Required task A:
Please count how many lines in the records contain the string "water", and reply with only that number.

Start of Source

This also works fine with the OpenCL ICD loader I assume?

yes. the sequence is:

clew => loads libopencl.so => reads icd => loads vendor drivers => loads device information etc

hughperkins avatar Aug 05 '16 00:08 hughperkins

@edgarriba Can you post the UML rendered image of the integration proposal?

bhack avatar Aug 05 '16 06:08 bhack

I don't think that Caffe it is the right testbed for libdnn cause libdnn was in some sense designed around Caffe. So if you want to give some feedback on Edgar design...

bhack avatar Aug 05 '16 06:08 bhack

df8ae6e567cb85ea62e7d20a8081f89a http://uml.mvnsearch.org/gist/df8ae6e567cb85ea62e7d20a8081f89a

edgarriba avatar Aug 05 '16 07:08 edgarriba

feedback is welcomed!

edgarriba avatar Aug 05 '16 07:08 edgarriba

Another interesting roadmap to monitor is https://phabricator.pmoreau.org/w/mesa/opencl_through_spirv_current_status/

bhack avatar Aug 05 '16 11:08 bhack

@CNugteren I think that you could be interested in the last messages.

End of Source
Start of Data entries

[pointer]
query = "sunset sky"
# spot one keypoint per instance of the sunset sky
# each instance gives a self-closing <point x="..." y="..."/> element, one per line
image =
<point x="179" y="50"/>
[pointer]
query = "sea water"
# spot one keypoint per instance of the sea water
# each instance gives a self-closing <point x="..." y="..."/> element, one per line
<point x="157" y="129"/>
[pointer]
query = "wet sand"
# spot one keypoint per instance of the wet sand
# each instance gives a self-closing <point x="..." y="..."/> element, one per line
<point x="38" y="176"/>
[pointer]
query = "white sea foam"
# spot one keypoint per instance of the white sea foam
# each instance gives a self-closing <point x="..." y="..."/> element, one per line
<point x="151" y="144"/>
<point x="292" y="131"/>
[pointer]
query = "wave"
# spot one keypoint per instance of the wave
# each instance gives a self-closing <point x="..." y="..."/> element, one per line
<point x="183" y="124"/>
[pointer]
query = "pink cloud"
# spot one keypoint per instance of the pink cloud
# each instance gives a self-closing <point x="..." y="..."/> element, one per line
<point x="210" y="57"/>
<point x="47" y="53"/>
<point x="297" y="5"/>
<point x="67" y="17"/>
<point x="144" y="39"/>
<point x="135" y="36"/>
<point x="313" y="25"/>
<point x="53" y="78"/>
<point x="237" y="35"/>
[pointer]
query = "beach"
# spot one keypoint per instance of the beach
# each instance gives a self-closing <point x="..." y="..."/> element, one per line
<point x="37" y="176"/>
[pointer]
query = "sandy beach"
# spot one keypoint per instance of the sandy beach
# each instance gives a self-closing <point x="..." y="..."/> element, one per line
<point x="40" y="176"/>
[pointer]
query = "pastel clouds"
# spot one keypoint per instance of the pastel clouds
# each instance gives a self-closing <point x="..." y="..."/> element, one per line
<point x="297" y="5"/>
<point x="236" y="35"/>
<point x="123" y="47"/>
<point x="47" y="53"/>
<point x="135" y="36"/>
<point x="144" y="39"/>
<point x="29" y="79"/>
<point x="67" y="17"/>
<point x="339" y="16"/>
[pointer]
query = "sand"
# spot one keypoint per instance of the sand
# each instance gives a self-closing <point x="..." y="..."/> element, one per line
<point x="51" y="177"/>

End of Data entries

Required task B:
Pick up the forum thread on OpenCL and libdnn where it ends, adding the next part of the discussion.

Final result A:
2

Final result B:
bhack avatar Aug 05 '16 20:08 bhack

As you can see we have started to use CLCudaAPI for Tiny but also integrating libdnn for convolutional kernels. @CNugteren told that he was interested to contribute in libdnn. By this GSoC integration experiment I see a little bit of duplication of features. Libdnn actually maintain its tuning class and Cedric has CLtune. Libdnn uses ViennaCL as helper class for Opencl/cuda and Cedric has CLCudaAPI. Libdnn use some algebra from Vienna and Cedric from CLBlast. Is there a little bit of efforts duplication?

bhack avatar Aug 06 '16 09:08 bhack

@bhack Yes there certainly is a little bit of duplication, but I don't think that's an issue. Inside Caffe I even use the duplication as an advantage and offer clBLAS, CLBlast and ViennaCL for the linear algebra part. It's just that especially with the algebra, different libraries perform good or bad on different devices.

naibaf7 avatar Aug 06 '16 11:08 naibaf7

We cannot share the tuning component? Also, I think CLCudaAPI it is neutral enougth to use Vienna and CLBast algebra.

bhack avatar Aug 06 '16 12:08 bhack

@bhack No the way the code generation works in libDNN is too different from the CLtune approach I think. Yes, when you use CLCudaAPI you can also make use of multiple BLAS libraries, of course.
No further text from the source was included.